▸ **Page**
- - -

Pour désigner la puissance oppressive de ce système, Kafka a inventé une image frappante : « Les chaînes de l’humanité torturée sont en papier de bureau (Kanzleipapier) ». Le terme allemand est difficile à traduire : « paperasse », utilisé par certains traducteurs, est faible. Papier de bureau, papier officiel, papier de Ministères, seraient plus appropriés. Kanzlei est habituellement traduit par « bureau », mais ce mot ne donne pas la richesse du sens originaire du terme. Il a sa source dans le latin médiéval cancelleria qui décrit un lieu entouré de grilles ou de barrières – cancelli en latin – où l’on prépare des documents officiels.
C’est un mot qui revient souvent sous la plume de l’écrivain pragois dans Le Procès et Le Château, pour rendre compte des lieux où siègent les instances - lieux toujours entourés de très hauts cancelli, visibles ou invisibles, qui tiennent à distance les communs des mortels. Ces Kanzleipapiere sont évidemment des documents écrits ou imprimés : formulaires officiels, fiches de police, papiers d’identité, actes d’accusation ou décisions des Tribunaux.
L’écriture est donc le medium par lequel les instances dirigeantes exercent leur pouvoir. La réponse de Kafka utilise le même moyen, mais en inversant radicalement la démarche : une écriture de la liberté, littéraire ou poétique, qui subvertit les prétentions des puissants.
L’image des « chaînes en papier » semble d’ailleurs être à double sens : elle suggère à la fois le caractère oppressif du système bureaucratique, qui asservit les individus avec ses documents officiels, et le caractère précaire de ces chaînes, qui pourraient être facilement déchirées, si les humains voulaient s’en libérer...
Kafka a souvent été accusé - par Georges Lukacs, Günther Anders et d’autres - de prêcher, par son pessimisme radical, le fatalisme et la résignation. Or, dans une lettre à son ami Oscar Pollak du 27 janvier 1904, il expliquait ainsi sa conception du rôle de la littérature : un livre ne présente de l’intérêt, écrivait-il, que s’il est « un coup de poing dans le crâne qui nous réveille (...), une hache qui brise en nous la mer glacée ». Cela ne ressemble pas beaucoup à un appel à la résignation...

- - -

▸ **Données enregistrées**
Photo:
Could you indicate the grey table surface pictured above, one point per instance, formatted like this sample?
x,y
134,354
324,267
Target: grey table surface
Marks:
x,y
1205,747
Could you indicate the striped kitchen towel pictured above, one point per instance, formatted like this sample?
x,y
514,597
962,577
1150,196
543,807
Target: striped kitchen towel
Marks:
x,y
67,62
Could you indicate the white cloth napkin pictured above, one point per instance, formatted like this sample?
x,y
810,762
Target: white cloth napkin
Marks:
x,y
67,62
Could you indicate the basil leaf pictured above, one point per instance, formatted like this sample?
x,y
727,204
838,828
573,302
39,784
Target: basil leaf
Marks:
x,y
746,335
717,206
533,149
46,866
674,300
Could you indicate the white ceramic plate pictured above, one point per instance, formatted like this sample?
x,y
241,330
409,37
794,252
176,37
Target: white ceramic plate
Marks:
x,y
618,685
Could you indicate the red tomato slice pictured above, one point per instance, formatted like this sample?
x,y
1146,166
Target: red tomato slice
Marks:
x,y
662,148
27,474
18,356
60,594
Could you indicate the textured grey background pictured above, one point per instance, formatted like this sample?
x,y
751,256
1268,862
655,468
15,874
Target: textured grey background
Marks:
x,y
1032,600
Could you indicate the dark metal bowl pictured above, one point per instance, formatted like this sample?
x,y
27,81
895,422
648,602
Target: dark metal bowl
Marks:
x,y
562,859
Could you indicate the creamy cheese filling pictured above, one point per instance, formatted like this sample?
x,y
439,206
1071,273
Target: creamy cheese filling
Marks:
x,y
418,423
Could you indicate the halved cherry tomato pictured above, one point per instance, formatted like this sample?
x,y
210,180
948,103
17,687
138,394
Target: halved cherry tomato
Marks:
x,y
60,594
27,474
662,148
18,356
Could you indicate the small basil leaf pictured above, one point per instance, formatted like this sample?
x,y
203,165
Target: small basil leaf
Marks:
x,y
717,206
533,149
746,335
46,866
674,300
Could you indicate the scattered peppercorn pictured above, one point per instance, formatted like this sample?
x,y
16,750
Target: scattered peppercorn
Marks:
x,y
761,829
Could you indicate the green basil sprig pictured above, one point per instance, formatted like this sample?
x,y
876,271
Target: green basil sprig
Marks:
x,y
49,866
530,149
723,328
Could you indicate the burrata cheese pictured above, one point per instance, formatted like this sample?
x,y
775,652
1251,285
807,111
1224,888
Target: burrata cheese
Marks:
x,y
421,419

- - -

▸ **Exercice écrit A**
Recopiez le passage du texte sur les chaînes de papier chez Kafka, de « Pour désigner la » à « des documents officiels. ».
▸ **Exercice écrit B**
Résumez en deux phrases le texte sur les chaînes de papier chez Kafka.
▸ **Exercice écrit C**
D'après le texte sur les chaînes de papier chez Kafka, pourquoi l'image des « chaînes en papier » est-elle à double sens ? Répondez en deux phrases au plus.

▸ **Réponse A**
Pour désigner la puissance oppressive de ce système, Kafka a inventé une image frappante : « Les chaînes de l’humanité torturée sont en papier de bureau (Kanzleipapier) ». Le terme allemand est difficile à traduire : « paperasse », utilisé par certains traducteurs, est faible. Papier de bureau, papier officiel, papier de Ministères, seraient plus appropriés. Kanzlei est habituellement traduit par « bureau », mais ce mot ne donne pas la richesse du sens originaire du terme. Il a sa source dans le latin médiéval cancelleria qui décrit un lieu entouré de grilles ou de barrières – cancelli en latin – où l’on prépare des documents officiels.

▸ **Réponse B**
Kafka désigne l'oppression bureaucratique par l'image de chaînes en papier de bureau (Kanzleipapier), un terme issu du latin médiéval cancelleria qui décrit un lieu entouré de grilles où l'on prépare des documents officiels, l'écriture étant le moyen par lequel les instances dirigeantes exercent leur pouvoir. Kafka y répond par une écriture littéraire de la liberté, et cette image suggère aussi la précarité de ces chaînes, ce qui, avec sa lettre de 1904 présentant le livre comme « un coup de poing dans le crâne qui nous réveille », s'accorde mal avec l'accusation de prêcher la résignation.

▸ **Réponse C**
Elle évoque d'une part le caractère oppressif du système bureaucratique, qui asservit les individus avec ses documents officiels. D'autre part, elle souligne la précarité de ces chaînes, que les humains pourraient facilement déchirer s'ils voulaient s'en libérer.